> _Set problem 1_
Copy the stretch of the book review from "Ceremonial by Carly" through "the Boston Review." word for word.

Ceremonial by Carly Joy Miller / Orison Books / 978-0-9964397-7-0 / 2018

Ceremonial - Poems by Carly Joy Miller

Ceremonial, a debut full-length release from Carly Joy Miller, is praise and rage blended into one. It’s a delicate balance of acrobatics, on a tightrope of tone. Miller has created a collection that speaks of the magic “under a sky that folds/ like an eyelid.” This is a collection of “desire and restlessness” that lives inside us all. Carly works as a contributing editor for Poetry International, and co-founded Locked Horn Press. Her work has been published with journals like Gulf Coast, The Adroit, and the Boston Review.

> _Set problem 2_
How many lines in the listing below contain the string "striped"? Case counts, and your reply should be the number alone.

> _Collected data_
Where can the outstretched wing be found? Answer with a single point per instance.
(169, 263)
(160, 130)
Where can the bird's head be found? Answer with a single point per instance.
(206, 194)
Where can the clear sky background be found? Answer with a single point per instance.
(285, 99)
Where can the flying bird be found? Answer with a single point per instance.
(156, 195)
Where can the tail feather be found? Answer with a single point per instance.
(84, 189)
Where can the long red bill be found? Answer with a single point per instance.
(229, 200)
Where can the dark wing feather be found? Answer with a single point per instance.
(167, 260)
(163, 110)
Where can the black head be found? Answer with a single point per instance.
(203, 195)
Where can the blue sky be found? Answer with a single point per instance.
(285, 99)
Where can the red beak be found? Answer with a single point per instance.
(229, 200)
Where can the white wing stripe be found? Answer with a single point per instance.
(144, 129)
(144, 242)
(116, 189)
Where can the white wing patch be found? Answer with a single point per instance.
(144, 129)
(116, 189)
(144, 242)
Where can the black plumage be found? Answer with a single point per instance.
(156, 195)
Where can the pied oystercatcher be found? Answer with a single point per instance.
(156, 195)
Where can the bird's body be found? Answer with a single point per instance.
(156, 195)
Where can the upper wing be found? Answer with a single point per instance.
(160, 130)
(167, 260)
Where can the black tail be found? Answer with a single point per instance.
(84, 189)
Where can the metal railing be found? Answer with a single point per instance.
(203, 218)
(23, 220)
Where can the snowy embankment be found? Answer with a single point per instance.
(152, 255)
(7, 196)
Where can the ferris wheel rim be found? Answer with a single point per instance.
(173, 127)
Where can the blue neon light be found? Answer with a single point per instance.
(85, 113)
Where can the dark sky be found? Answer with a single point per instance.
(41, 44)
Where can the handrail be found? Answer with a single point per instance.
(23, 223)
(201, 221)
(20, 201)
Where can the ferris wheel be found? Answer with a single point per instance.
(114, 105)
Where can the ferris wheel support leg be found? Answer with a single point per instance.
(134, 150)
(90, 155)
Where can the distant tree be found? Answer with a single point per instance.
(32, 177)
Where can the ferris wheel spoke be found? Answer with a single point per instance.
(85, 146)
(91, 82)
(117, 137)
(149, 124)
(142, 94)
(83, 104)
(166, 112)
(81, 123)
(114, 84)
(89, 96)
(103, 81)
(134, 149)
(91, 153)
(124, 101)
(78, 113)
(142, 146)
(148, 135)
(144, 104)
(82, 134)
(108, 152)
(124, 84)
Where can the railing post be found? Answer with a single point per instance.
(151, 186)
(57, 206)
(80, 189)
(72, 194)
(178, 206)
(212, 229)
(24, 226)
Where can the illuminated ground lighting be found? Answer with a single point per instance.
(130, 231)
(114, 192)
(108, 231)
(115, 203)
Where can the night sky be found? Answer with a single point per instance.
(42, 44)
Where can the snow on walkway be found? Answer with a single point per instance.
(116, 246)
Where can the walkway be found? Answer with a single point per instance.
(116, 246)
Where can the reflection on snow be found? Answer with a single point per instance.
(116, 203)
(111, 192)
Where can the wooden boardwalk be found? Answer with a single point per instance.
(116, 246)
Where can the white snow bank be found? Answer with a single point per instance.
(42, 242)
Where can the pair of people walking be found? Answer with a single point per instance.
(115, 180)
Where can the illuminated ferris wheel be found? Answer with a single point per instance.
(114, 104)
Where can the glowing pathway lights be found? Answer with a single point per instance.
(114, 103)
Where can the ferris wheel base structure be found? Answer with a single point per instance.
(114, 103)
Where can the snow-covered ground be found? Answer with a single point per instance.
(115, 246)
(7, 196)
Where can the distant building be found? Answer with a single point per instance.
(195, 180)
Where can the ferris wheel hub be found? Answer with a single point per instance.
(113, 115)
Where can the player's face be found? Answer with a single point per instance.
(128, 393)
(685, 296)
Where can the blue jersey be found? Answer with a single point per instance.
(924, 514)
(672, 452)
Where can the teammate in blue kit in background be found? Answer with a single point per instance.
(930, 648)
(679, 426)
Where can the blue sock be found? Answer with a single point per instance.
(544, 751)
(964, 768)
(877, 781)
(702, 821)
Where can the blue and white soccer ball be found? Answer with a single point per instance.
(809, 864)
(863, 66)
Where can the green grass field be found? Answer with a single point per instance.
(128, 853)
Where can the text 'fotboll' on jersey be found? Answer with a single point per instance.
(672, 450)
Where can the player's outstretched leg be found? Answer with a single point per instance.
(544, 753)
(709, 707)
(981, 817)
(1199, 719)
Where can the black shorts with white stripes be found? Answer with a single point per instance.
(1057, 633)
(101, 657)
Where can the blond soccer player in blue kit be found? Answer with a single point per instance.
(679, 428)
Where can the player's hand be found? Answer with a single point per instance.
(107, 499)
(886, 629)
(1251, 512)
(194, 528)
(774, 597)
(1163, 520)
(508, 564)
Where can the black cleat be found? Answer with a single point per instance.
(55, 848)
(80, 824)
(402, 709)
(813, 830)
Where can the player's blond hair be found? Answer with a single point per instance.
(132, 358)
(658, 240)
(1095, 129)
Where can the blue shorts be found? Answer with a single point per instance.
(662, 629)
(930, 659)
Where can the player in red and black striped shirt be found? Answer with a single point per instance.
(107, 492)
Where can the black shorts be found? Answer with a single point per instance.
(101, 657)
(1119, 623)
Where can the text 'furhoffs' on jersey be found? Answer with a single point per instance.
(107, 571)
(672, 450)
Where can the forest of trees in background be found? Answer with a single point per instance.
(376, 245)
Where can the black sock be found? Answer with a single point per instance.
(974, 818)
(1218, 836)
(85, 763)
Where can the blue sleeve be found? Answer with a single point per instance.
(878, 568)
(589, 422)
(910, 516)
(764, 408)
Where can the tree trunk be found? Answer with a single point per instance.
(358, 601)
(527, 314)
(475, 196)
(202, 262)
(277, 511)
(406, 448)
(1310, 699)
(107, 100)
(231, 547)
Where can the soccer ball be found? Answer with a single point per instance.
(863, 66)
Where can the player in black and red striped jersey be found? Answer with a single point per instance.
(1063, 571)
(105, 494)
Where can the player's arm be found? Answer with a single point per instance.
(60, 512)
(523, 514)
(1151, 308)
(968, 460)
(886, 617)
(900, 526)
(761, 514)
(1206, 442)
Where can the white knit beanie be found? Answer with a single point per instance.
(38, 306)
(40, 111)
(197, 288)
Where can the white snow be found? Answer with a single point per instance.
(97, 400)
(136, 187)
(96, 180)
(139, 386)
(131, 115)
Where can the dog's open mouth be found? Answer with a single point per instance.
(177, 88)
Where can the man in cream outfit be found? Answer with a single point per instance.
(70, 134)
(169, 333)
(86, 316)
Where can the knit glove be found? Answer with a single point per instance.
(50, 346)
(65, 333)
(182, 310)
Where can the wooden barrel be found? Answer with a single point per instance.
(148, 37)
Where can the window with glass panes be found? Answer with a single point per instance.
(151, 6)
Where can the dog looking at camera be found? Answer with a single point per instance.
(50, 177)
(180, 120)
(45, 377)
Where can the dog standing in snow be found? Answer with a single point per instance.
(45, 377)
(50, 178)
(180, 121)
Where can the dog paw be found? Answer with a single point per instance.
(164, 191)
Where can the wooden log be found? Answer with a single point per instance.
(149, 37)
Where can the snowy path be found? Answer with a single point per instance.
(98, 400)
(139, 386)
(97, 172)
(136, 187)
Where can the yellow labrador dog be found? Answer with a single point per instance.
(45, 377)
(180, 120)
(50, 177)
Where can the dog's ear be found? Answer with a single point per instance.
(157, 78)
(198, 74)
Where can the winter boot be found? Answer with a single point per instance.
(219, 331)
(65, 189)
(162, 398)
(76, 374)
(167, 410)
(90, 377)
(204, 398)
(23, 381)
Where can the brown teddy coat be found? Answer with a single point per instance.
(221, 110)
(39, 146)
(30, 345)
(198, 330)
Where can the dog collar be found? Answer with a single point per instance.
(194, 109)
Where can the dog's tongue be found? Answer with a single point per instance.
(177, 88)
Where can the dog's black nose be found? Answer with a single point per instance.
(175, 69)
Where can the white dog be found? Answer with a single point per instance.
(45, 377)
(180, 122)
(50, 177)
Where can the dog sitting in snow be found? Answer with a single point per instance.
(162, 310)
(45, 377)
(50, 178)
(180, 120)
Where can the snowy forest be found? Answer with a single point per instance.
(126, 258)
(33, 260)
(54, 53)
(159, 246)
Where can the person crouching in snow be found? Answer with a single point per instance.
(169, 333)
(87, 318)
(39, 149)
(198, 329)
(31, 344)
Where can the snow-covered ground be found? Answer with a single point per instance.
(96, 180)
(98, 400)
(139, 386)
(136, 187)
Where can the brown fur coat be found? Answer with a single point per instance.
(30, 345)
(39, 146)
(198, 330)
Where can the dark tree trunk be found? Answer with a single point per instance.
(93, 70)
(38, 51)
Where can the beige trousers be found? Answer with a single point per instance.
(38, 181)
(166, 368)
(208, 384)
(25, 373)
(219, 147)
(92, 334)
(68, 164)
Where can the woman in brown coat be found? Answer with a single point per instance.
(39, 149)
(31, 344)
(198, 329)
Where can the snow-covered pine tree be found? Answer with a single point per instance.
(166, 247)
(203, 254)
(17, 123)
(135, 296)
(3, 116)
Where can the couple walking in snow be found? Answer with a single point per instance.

> _Complete response 1_
Ceremonial by Carly Joy Miller / Orison Books / 978-0-9964397-7-0 / 2018

Ceremonial - Poems by Carly Joy Miller

Ceremonial, a debut full-length release from Carly Joy Miller, is praise and rage blended into one. It’s a delicate balance of acrobatics, on a tightrope of tone. Miller has created a collection that speaks of the magic “under a sky that folds/ like an eyelid.” This is a collection of “desire and restlessness” that lives inside us all. Carly works as a contributing editor for Poetry International, and co-founded Locked Horn Press. Her work has been published with journals like Gulf Coast, The Adroit, and the Boston Review.

> _Complete response 2_
2